## [Exercise goal]
Reproduce every one of the following lines word for word, with no changes.

=-=-=

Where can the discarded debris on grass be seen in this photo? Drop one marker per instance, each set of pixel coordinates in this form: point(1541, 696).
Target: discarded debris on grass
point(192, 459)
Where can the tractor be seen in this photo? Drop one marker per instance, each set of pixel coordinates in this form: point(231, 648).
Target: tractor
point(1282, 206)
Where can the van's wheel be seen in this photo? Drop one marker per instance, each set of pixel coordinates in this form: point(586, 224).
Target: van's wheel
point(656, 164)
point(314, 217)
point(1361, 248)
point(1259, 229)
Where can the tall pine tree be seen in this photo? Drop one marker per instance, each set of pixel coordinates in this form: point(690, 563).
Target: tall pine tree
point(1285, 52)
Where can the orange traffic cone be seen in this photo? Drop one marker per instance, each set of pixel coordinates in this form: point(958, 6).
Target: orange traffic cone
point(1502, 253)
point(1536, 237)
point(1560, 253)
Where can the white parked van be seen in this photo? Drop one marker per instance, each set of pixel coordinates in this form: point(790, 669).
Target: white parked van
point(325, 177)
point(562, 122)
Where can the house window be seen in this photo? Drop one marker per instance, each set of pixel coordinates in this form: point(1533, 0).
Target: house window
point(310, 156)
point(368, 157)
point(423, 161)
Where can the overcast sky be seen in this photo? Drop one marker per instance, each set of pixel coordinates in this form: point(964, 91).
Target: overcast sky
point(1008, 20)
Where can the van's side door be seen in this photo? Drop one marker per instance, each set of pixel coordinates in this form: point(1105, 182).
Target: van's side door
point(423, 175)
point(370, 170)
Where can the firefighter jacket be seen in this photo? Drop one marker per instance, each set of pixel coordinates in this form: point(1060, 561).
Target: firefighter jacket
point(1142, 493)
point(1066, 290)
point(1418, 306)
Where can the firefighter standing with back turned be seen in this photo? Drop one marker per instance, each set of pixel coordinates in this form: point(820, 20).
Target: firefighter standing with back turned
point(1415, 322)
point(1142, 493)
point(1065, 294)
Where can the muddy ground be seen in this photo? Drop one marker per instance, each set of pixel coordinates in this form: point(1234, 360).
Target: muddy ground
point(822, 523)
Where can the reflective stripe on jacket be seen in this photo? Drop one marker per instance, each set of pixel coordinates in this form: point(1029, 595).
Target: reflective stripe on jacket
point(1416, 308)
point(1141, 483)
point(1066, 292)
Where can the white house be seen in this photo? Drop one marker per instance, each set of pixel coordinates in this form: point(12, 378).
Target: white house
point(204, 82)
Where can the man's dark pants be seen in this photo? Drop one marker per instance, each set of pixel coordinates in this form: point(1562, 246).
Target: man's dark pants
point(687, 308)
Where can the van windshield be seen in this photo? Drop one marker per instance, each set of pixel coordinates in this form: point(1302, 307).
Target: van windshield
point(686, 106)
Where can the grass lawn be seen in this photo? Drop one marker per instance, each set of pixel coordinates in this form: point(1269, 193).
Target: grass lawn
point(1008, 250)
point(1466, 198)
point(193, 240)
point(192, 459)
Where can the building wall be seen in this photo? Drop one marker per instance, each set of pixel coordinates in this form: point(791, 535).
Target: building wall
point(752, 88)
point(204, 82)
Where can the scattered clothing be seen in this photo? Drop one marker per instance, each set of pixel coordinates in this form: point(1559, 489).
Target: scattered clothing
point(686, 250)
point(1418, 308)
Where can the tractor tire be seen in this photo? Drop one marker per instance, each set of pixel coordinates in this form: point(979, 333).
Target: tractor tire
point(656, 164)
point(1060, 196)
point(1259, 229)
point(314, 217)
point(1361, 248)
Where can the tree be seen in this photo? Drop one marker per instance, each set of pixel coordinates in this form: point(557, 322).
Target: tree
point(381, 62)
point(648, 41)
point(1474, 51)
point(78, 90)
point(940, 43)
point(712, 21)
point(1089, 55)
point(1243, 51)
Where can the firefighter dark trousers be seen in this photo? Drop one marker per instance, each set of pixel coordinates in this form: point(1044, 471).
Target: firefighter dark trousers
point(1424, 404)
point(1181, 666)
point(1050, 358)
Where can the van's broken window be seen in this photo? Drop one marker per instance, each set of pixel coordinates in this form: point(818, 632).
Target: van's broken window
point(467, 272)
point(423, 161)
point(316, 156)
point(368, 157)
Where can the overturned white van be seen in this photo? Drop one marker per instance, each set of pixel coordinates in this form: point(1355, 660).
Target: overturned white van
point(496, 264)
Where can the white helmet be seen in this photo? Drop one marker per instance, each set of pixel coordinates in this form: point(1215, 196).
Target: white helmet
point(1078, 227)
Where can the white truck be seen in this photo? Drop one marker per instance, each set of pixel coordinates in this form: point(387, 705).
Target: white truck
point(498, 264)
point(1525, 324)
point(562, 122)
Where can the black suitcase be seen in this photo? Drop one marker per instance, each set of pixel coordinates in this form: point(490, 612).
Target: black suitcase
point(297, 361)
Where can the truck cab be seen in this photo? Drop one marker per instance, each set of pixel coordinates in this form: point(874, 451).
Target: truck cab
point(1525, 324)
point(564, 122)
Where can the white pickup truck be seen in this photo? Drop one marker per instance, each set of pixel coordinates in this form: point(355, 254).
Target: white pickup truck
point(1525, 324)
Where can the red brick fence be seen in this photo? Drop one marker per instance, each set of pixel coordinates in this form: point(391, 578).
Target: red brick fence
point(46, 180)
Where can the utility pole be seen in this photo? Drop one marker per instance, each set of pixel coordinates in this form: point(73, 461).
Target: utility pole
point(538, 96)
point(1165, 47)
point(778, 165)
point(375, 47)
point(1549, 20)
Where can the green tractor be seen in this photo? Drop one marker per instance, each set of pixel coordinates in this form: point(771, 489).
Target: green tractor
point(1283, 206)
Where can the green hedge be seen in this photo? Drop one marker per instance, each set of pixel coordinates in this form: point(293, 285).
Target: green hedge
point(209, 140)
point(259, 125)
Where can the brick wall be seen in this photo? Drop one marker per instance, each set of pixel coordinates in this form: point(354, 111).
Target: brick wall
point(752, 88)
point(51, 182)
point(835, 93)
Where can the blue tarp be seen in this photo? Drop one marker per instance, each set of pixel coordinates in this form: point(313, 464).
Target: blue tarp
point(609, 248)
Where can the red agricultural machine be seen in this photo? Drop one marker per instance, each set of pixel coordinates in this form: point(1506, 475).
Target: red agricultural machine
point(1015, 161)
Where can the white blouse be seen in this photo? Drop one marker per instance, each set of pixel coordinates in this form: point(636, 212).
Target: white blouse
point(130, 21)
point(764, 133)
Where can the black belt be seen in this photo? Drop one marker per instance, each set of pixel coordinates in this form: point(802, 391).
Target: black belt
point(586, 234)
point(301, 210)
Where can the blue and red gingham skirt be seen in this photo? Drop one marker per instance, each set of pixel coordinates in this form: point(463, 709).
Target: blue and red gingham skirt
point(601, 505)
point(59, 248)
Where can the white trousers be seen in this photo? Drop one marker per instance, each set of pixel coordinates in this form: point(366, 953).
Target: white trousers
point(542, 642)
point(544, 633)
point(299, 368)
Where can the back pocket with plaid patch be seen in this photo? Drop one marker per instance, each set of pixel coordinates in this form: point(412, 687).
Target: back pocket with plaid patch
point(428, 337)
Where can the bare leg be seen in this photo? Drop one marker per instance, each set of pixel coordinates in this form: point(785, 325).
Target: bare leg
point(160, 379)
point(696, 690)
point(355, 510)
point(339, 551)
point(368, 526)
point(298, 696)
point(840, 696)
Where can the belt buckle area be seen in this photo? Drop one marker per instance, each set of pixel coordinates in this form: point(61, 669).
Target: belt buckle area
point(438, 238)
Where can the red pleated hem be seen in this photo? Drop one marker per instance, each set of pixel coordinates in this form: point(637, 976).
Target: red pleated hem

=-=-=

## [Task answer]
Where can the discarded debris on grass be seen in this photo? Drop one marker per instance, each set of pixel coordinates in this form: point(1541, 696).
Target: discarded debris on grass
point(192, 459)
Where can the tractor be seen in this photo? Drop one marker per instance, each set of pixel coordinates in this form: point(231, 648).
Target: tractor
point(1282, 206)
Where can the van's wheel be seen in this photo? Drop one marker per instance, each set of pixel coordinates in this form: point(586, 224).
Target: van's wheel
point(656, 164)
point(314, 217)
point(1361, 248)
point(1259, 229)
Where can the tall pine tree be seen in this photo? Drop one marker per instance, each set of pixel coordinates in this form: point(690, 563).
Target: tall pine tree
point(1285, 52)
Where can the orange traffic cone be seen in this photo? Drop one marker per instance, each set of pixel coordinates in this form: point(958, 6).
Target: orange traffic cone
point(1502, 253)
point(1536, 237)
point(1560, 253)
Where can the white parked van be seen in this photo? Drop one marker per instance, each set of pixel coordinates in this form: point(790, 669).
Target: white parked van
point(325, 177)
point(562, 122)
Where can the house window be seen in this photo? Drop one marker per instance, each set of pixel coordinates in this form: point(1533, 0).
Target: house window
point(310, 156)
point(368, 157)
point(423, 161)
Where can the overcast sky be seen in this photo? Drop one marker per instance, each set of pixel coordinates in this form: point(964, 91).
Target: overcast sky
point(1008, 20)
Where can the van's side door be seen in this photo? Drop one marker per instance, each set of pixel coordinates in this form: point(1105, 182).
Target: van's side door
point(423, 175)
point(370, 170)
Where can the firefighter jacket be seen in this photo? Drop one marker per instance, each set of pixel coordinates in this form: point(1060, 561).
Target: firefighter jacket
point(1142, 493)
point(1066, 290)
point(1418, 306)
Where can the firefighter standing with back turned be seen in this photo? Drop one marker per instance, each set of pixel coordinates in this form: point(820, 20).
Target: firefighter standing with back turned
point(1415, 322)
point(1142, 493)
point(1065, 294)
Where can the muddy ground be seen in this photo? Drop one marker per instance, each set of pixel coordinates in this form: point(1234, 360).
Target: muddy ground
point(822, 523)
Where can the reflective stripe on jacket be seen in this photo? Drop one marker per instance, each set of pixel coordinates in this form: point(1029, 595).
Target: reflective stripe on jacket
point(1416, 308)
point(1141, 483)
point(1066, 292)
Where can the white house be seen in this photo? Drop one marker per instance, each set of pixel coordinates in this form: point(12, 378).
Target: white house
point(204, 82)
Where can the man's dark pants be seen in this photo? Drop one marker per instance, each set of pixel coordinates in this form: point(1562, 246).
Target: man's dark pants
point(687, 308)
Where can the van windshield be seen in this photo? Drop one marker per instance, each set of pixel coordinates in this form: point(1302, 307).
Target: van windshield
point(686, 106)
Where can the grass lawn be seen in this photo? Drop one marker per instance, each set of pixel coordinates in this form: point(1269, 193).
Target: grass lawn
point(1008, 250)
point(1466, 198)
point(193, 240)
point(192, 459)
Where can the building wall be seen in this photo? Drop one marker per instance, each set of pixel coordinates in this form: point(791, 535).
Target: building wall
point(752, 88)
point(204, 82)
Where can the scattered clothing be seen in this photo? Drop one marker per instance, each set of pixel coordinates in this form: point(1559, 489).
Target: scattered clothing
point(686, 250)
point(1418, 308)
Where can the tractor tire be seen in this photo? Drop one marker per instance, each set of pixel coordinates in this form: point(979, 333).
Target: tractor tire
point(656, 164)
point(1060, 196)
point(1259, 229)
point(314, 217)
point(1361, 248)
Where can the tree be seen in this photo? Drop one marker per instance, each set of pixel coordinates in this form: point(557, 322).
Target: tree
point(381, 62)
point(648, 41)
point(1474, 51)
point(78, 90)
point(940, 43)
point(712, 21)
point(1089, 55)
point(1243, 51)
Where can the firefighter dark trousers be seen in this photo? Drop one marker per instance, each set of pixel coordinates in this form: point(1044, 471).
Target: firefighter dark trousers
point(1424, 404)
point(1181, 666)
point(1050, 358)
Where can the van's broken window be seen in this photo? Drop one marker per instance, each set of pixel coordinates in this form: point(818, 632).
Target: van's broken window
point(467, 272)
point(423, 161)
point(316, 156)
point(368, 157)
Where can the overturned white van be seen in this photo? Drop one marker per instance, each set of pixel coordinates in this form: point(1355, 660).
Target: overturned white van
point(496, 264)
Where can the white helmet be seen in this photo? Drop one marker per instance, each set of pixel coordinates in this form: point(1215, 196).
Target: white helmet
point(1078, 227)
Where can the white truck be seen in this photo? Drop one marker per instance, each set of pixel coordinates in this form: point(387, 705).
Target: white truck
point(498, 264)
point(1525, 324)
point(562, 122)
Where can the black suitcase be seen in this photo? Drop one marker per instance, each set of pixel coordinates in this form: point(490, 612).
Target: black suitcase
point(297, 361)
Where can the truck cab be seen in this photo? Drop one marker per instance, each set of pixel coordinates in this form: point(874, 451).
Target: truck cab
point(1525, 324)
point(564, 122)
Where can the white pickup truck be seen in this photo? Drop one marker per instance, each set of pixel coordinates in this form: point(355, 254).
Target: white pickup truck
point(1525, 324)
Where can the red brick fence be seen in this photo? Drop one marker per instance, each set of pixel coordinates in this form: point(391, 578).
Target: red brick fence
point(46, 180)
Where can the utility pole be seen in this photo? Drop one marker per instance, each set of pixel coordinates in this form: point(73, 461).
Target: utility pole
point(538, 96)
point(1165, 47)
point(778, 165)
point(375, 47)
point(1549, 20)
Where can the green tractor be seen in this photo? Drop one marker per instance, each set of pixel coordinates in this form: point(771, 489).
Target: green tractor
point(1283, 206)
Where can the green hedge be seen in this photo? Drop one marker per instance, each set of pixel coordinates in this form: point(293, 285).
Target: green hedge
point(209, 140)
point(259, 125)
Where can the brick wall be seen in this photo? Drop one marker per instance, each set of pixel coordinates in this form: point(354, 111).
Target: brick wall
point(752, 88)
point(51, 182)
point(835, 93)
Where can the blue tarp be seen in this photo? Drop one marker per instance, each set of pixel coordinates in this form: point(313, 464).
Target: blue tarp
point(609, 248)
Where can the red agricultural machine be seen in this photo? Drop one marker per instance, each set of pixel coordinates in this form: point(1506, 475).
Target: red agricultural machine
point(1015, 161)
Where can the white blouse be seen in this photo? Drop one marker per instance, each set of pixel coordinates in this form: point(636, 212).
Target: white blouse
point(130, 21)
point(764, 133)
Where can the black belt be seen in this photo? Drop one marker per instance, each set of pixel coordinates in this form: point(802, 391).
Target: black belt
point(586, 234)
point(301, 210)
Where can the blue and red gingham skirt be seen in this photo? Drop one marker per instance, each set of pixel coordinates in this form: point(463, 709).
Target: blue and red gingham skirt
point(601, 505)
point(59, 248)
Where can the white trousers be seen in this photo? Drop one marker per instance, each set of pixel coordinates in this form: point(366, 953).
Target: white trousers
point(542, 642)
point(544, 633)
point(299, 368)
Where can the back pocket with plaid patch be seen in this photo? Drop one marker per instance, each set of pixel coordinates in this form: point(412, 687).
Target: back pocket with plaid patch
point(428, 337)
Where can the bare leg be seen in this photo? Drop one marker per instance, each set of pixel coordinates in this form: point(785, 325).
Target: bare leg
point(160, 379)
point(696, 690)
point(355, 510)
point(339, 551)
point(368, 526)
point(298, 696)
point(840, 696)
Where can the belt buckle area be seen in this photo? Drop one marker per instance, each set of pixel coordinates in this form: point(61, 669).
Target: belt buckle area
point(438, 238)
Where can the red pleated hem be seen in this photo? Drop one marker per instance, each set of pixel coordinates in this form: point(637, 976).
Target: red pleated hem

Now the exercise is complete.